Collect every line in the entries below that contains the word "foliage" and copy each one as it appears. Matching is case-sensitive.

--- BEGIN RECORDED DATA ---

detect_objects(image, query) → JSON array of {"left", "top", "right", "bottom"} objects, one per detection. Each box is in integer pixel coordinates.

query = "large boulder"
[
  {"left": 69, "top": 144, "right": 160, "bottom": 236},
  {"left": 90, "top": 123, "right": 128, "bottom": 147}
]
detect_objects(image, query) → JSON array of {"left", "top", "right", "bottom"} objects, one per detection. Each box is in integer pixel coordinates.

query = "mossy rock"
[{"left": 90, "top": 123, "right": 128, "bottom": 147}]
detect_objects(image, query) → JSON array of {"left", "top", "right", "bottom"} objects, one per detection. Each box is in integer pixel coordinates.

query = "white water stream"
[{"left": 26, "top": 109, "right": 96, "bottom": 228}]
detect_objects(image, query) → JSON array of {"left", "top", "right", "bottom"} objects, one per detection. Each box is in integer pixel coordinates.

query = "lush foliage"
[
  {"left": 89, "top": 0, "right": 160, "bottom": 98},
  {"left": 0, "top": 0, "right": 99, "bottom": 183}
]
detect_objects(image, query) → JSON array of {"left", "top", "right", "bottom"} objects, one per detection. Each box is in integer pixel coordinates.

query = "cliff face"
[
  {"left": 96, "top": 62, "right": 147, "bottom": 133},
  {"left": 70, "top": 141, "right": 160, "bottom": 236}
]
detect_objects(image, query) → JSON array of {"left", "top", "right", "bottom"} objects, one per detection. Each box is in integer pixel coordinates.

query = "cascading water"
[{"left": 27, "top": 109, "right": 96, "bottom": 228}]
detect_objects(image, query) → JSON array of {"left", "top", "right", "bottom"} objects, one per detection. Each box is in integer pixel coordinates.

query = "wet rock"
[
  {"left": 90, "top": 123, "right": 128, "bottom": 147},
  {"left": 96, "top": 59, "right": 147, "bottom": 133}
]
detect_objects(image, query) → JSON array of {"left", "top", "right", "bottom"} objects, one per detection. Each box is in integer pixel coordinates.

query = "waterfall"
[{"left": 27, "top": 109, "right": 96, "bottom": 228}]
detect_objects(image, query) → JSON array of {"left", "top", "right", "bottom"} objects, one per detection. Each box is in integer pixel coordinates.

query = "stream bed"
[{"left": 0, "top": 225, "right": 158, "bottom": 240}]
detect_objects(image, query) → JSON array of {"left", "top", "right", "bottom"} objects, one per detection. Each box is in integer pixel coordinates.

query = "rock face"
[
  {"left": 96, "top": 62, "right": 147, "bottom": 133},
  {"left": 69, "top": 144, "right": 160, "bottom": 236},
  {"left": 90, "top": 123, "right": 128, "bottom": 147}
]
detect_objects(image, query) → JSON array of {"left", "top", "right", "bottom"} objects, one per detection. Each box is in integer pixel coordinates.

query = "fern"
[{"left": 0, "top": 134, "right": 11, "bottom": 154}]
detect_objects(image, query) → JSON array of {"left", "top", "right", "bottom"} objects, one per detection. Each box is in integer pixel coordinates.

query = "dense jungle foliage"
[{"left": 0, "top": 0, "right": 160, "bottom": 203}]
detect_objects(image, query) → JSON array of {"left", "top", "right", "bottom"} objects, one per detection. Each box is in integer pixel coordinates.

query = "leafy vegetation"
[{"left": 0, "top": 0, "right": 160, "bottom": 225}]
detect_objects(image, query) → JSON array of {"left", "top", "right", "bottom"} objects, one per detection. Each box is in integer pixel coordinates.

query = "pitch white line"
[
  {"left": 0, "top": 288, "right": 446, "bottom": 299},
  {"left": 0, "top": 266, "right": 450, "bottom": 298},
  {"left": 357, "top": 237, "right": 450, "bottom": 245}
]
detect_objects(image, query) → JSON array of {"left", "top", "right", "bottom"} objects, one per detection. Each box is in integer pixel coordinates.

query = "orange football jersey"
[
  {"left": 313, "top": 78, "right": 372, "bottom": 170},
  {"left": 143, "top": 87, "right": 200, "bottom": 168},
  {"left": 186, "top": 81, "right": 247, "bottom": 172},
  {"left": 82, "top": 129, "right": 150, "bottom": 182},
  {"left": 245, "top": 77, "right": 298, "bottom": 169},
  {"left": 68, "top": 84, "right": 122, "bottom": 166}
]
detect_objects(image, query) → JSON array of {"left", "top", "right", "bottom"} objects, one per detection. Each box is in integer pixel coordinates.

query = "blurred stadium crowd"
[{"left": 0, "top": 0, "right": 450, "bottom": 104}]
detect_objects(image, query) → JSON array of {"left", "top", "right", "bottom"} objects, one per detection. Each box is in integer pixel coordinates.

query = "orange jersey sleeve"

--- END RECORDED DATA ---

WRITTEN ANSWER —
query = "lush foliage"
query = "dense jungle foliage"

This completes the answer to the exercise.